• **Work instructions**: Show each line in the records below that contains the word "hand", copying every such line in full.

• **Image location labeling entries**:
####
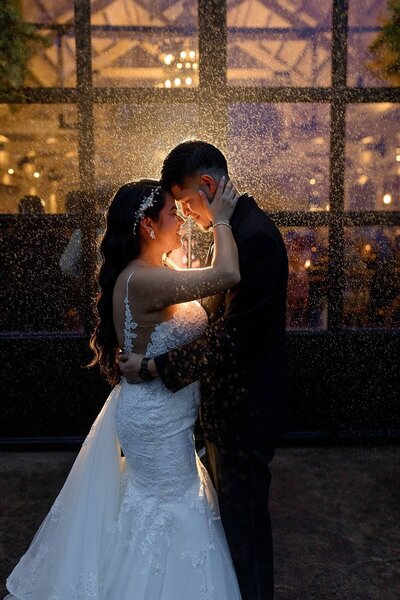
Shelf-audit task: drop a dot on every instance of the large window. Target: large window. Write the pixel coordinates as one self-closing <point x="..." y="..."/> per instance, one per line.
<point x="283" y="88"/>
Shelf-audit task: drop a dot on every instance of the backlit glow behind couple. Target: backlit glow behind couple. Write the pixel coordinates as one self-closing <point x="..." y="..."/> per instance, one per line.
<point x="155" y="524"/>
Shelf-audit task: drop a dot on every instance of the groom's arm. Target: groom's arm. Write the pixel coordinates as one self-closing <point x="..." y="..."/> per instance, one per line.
<point x="232" y="336"/>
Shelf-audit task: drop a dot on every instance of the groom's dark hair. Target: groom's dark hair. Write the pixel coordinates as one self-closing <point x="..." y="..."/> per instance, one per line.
<point x="189" y="157"/>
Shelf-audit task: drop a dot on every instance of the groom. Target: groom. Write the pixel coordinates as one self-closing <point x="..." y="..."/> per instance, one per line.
<point x="240" y="361"/>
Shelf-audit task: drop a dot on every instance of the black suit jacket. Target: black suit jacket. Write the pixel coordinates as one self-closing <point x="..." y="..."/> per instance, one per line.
<point x="241" y="359"/>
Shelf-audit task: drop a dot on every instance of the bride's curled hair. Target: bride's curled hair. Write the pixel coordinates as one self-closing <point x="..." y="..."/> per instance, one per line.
<point x="119" y="245"/>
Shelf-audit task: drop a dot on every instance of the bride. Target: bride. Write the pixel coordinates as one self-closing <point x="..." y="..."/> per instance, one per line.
<point x="145" y="526"/>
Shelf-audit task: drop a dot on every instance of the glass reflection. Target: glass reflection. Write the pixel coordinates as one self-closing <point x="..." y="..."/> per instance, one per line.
<point x="145" y="46"/>
<point x="132" y="141"/>
<point x="38" y="155"/>
<point x="281" y="153"/>
<point x="42" y="290"/>
<point x="365" y="22"/>
<point x="372" y="157"/>
<point x="307" y="285"/>
<point x="54" y="65"/>
<point x="372" y="277"/>
<point x="279" y="44"/>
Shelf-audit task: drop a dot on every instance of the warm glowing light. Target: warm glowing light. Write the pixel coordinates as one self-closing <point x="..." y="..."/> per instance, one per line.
<point x="387" y="198"/>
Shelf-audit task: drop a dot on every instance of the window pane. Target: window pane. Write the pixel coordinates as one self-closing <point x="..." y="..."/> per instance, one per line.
<point x="373" y="157"/>
<point x="41" y="274"/>
<point x="273" y="44"/>
<point x="152" y="45"/>
<point x="365" y="22"/>
<point x="38" y="156"/>
<point x="55" y="65"/>
<point x="132" y="141"/>
<point x="52" y="65"/>
<point x="48" y="11"/>
<point x="307" y="285"/>
<point x="372" y="277"/>
<point x="280" y="154"/>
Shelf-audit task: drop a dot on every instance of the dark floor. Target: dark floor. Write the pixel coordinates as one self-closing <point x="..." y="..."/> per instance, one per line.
<point x="335" y="511"/>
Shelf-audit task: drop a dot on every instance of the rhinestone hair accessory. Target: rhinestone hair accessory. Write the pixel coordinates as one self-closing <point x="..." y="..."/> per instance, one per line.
<point x="147" y="202"/>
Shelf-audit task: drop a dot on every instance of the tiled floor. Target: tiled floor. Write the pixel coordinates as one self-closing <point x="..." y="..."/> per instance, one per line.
<point x="335" y="511"/>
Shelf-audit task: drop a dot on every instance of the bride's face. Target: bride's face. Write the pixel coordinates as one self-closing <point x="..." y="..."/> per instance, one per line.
<point x="168" y="226"/>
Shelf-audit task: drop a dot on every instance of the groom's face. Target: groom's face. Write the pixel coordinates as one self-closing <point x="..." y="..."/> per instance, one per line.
<point x="191" y="202"/>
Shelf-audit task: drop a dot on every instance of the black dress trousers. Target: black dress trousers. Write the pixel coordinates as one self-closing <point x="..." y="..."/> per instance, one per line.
<point x="242" y="480"/>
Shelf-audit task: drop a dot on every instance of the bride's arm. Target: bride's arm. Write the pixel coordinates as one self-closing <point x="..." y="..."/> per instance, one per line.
<point x="159" y="287"/>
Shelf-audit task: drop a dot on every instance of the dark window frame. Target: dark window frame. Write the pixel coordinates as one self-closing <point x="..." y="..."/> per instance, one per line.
<point x="213" y="94"/>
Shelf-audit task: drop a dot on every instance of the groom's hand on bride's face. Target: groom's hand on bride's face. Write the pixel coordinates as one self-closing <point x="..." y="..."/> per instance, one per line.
<point x="129" y="365"/>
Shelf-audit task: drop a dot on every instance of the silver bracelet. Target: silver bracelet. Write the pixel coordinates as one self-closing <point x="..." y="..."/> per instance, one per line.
<point x="222" y="223"/>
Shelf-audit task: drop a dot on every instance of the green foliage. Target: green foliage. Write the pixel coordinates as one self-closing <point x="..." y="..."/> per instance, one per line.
<point x="18" y="41"/>
<point x="386" y="46"/>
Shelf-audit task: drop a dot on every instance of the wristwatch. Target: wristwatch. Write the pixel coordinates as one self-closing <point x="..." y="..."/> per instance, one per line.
<point x="144" y="372"/>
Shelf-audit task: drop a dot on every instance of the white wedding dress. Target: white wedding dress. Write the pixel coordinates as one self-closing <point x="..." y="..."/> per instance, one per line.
<point x="141" y="527"/>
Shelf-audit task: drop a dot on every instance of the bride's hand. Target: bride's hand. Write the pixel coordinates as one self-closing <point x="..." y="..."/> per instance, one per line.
<point x="224" y="202"/>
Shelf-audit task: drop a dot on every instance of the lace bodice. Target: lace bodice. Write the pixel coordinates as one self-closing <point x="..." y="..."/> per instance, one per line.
<point x="146" y="526"/>
<point x="149" y="417"/>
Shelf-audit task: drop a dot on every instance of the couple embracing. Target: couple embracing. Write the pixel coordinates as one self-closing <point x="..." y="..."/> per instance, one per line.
<point x="155" y="524"/>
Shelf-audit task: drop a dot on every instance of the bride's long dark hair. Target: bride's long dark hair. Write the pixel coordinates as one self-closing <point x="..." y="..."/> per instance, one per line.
<point x="119" y="245"/>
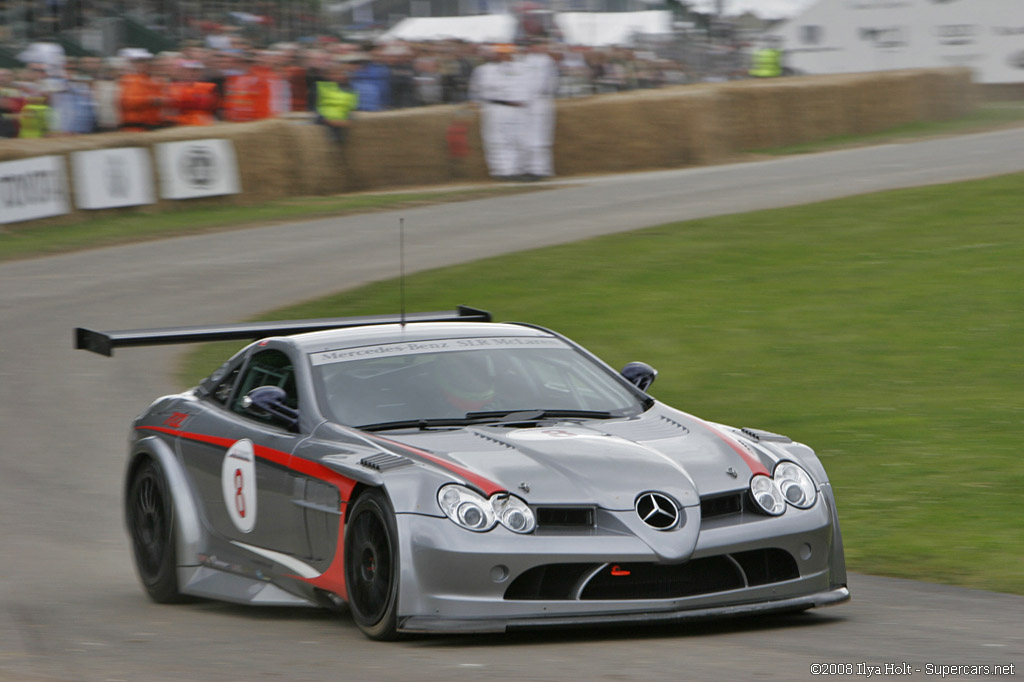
####
• **Solution below**:
Shelf-audit task: drop a dot on every instance of the groom's hand on bride's face. Target: groom's hand on bride's face. Write the pixel coordinates as one self-closing <point x="..." y="..."/> per instance, one per line.
Shelf-audit task: drop a dot on every instance of the bride's hand. Target: bride's hand. Write the pixel coordinates as one self-closing <point x="..." y="..."/> per instance, one per line.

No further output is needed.